Supplied material →
══════════════════════════════
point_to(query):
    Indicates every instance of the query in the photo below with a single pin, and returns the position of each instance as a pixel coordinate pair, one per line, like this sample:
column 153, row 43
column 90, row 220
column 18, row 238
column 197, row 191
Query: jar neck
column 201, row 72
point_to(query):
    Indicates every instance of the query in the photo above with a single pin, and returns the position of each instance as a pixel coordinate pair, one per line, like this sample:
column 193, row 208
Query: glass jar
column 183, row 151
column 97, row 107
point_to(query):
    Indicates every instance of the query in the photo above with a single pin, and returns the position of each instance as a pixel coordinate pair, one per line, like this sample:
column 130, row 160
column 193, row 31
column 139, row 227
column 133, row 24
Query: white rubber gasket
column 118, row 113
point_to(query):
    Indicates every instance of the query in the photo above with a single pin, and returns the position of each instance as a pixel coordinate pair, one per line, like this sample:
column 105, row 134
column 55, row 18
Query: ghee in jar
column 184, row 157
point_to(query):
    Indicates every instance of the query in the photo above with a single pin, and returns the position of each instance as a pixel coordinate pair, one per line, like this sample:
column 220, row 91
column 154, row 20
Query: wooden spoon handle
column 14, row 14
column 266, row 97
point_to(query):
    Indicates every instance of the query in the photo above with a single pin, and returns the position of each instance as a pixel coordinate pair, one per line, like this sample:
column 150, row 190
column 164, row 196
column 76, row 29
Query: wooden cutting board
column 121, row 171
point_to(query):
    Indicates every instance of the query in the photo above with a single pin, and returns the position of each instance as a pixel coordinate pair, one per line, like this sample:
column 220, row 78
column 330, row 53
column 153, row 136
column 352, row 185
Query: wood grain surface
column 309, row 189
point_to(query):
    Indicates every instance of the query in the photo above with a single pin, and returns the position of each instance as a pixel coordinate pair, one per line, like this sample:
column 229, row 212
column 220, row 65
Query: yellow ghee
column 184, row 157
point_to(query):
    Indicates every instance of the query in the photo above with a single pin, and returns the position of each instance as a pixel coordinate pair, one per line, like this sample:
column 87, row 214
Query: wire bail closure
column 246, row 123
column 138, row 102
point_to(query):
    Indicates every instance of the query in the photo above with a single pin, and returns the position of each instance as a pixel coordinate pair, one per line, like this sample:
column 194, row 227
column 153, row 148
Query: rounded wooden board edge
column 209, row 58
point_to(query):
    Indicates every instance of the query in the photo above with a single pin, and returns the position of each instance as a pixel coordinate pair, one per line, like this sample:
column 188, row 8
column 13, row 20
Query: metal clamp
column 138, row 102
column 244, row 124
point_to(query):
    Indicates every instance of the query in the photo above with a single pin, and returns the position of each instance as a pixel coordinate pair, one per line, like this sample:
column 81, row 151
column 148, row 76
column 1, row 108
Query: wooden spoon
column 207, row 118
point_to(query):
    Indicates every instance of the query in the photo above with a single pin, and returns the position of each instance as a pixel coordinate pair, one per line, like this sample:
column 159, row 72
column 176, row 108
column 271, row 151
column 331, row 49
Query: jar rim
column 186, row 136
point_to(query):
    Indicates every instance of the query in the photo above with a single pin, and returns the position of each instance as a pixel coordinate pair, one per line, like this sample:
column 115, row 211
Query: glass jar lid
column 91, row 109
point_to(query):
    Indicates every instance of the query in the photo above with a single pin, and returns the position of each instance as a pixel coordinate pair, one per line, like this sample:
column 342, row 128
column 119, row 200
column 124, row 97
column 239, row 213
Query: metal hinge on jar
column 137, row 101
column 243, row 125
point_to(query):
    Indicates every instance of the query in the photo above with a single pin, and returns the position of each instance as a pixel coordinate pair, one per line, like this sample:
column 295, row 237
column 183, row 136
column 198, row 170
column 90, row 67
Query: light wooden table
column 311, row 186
══════════════════════════════
Given request → Take the data above and return it exactly.

Answer to the problem →
point_to(query):
    Indicates every instance of the query in the photo below with a single pin, and returns the position of each instance as a pixel coordinate pair, one per line, like this sample:
column 153, row 43
column 90, row 220
column 18, row 238
column 197, row 191
Query: jar neck
column 201, row 72
point_to(query):
    Indicates every instance of the query in the photo above with a single pin, and returns the position of each instance as a pixel coordinate pair, one per line, like this sample:
column 193, row 208
Query: glass jar
column 183, row 151
column 97, row 107
point_to(query):
    Indicates every instance of the query in the photo above with a single pin, and returns the position of each instance as a pixel coordinate pair, one per line, like this sample:
column 130, row 160
column 193, row 31
column 139, row 227
column 133, row 24
Query: white rubber gasket
column 118, row 113
point_to(query):
    Indicates every instance of the query in the photo above with a single pin, and returns the position of each instance as a pixel coordinate pair, one per line, like this sample:
column 105, row 134
column 55, row 18
Query: ghee in jar
column 184, row 157
point_to(query):
    Indicates every instance of the query in the photo above with a single pin, and returns the position of each instance as a pixel coordinate pair, one per line, like this sample:
column 220, row 91
column 154, row 20
Query: wooden spoon handle
column 14, row 14
column 266, row 97
point_to(query):
    Indicates every instance of the query in the photo above with a single pin, and returns the position of each instance as a pixel coordinate pair, one per line, like this sample:
column 150, row 190
column 164, row 196
column 76, row 29
Query: wooden cutting board
column 121, row 171
point_to(query):
    Indicates every instance of the query in the photo above with a single pin, and returns the position of each instance as a pixel coordinate pair, one per line, like this sample:
column 220, row 78
column 330, row 53
column 153, row 136
column 352, row 185
Query: wood grain surface
column 309, row 189
point_to(query):
    Indicates every instance of the query in the photo above with a single pin, and returns the position of each instance as a pixel coordinate pair, one per line, like this sample:
column 229, row 212
column 220, row 65
Query: yellow ghee
column 184, row 157
point_to(query):
    Indicates every instance of the query in the photo above with a single pin, and returns the position of each instance as a pixel coordinate pair, one per line, like this sample:
column 87, row 214
Query: wire bail closure
column 246, row 123
column 138, row 102
point_to(query):
    Indicates every instance of the query in the photo above with a single pin, and returns the position of each instance as a pixel coordinate pair, one per line, like this sample:
column 194, row 227
column 153, row 148
Query: rounded wooden board edge
column 209, row 58
point_to(query):
    Indicates every instance of the query in the photo above with a single pin, and returns the position of each instance as a pixel coordinate pair, one per line, like this sample:
column 188, row 8
column 13, row 20
Query: metal clamp
column 138, row 102
column 244, row 124
point_to(query):
    Indicates every instance of the query in the photo above with a single pin, and returns the position of each instance as a pixel coordinate pair, one per line, like this sample:
column 81, row 151
column 148, row 76
column 1, row 108
Query: wooden spoon
column 207, row 118
point_to(query):
    Indicates every instance of the query in the photo above with a single pin, and returns the position of each instance as a pixel coordinate pair, one per line, like this sample:
column 159, row 72
column 176, row 108
column 271, row 151
column 331, row 49
Query: jar rim
column 186, row 136
point_to(query):
    Indicates every instance of the query in the photo above with a single pin, and returns the position of each instance as a pixel coordinate pair, one per line, like this sample:
column 115, row 211
Query: glass jar lid
column 91, row 109
point_to(query):
    Indicates every instance of the query in the photo above with a single pin, and returns the position of each instance as a pixel coordinate pair, one per line, like this sample:
column 342, row 128
column 119, row 200
column 124, row 97
column 239, row 213
Query: metal hinge on jar
column 137, row 101
column 243, row 125
point_to(query):
    Indicates every instance of the query in the photo above with a single pin, and returns the position of each instance as a pixel coordinate pair, one per line, like this sample:
column 295, row 237
column 183, row 136
column 198, row 170
column 90, row 67
Query: light wooden table
column 311, row 186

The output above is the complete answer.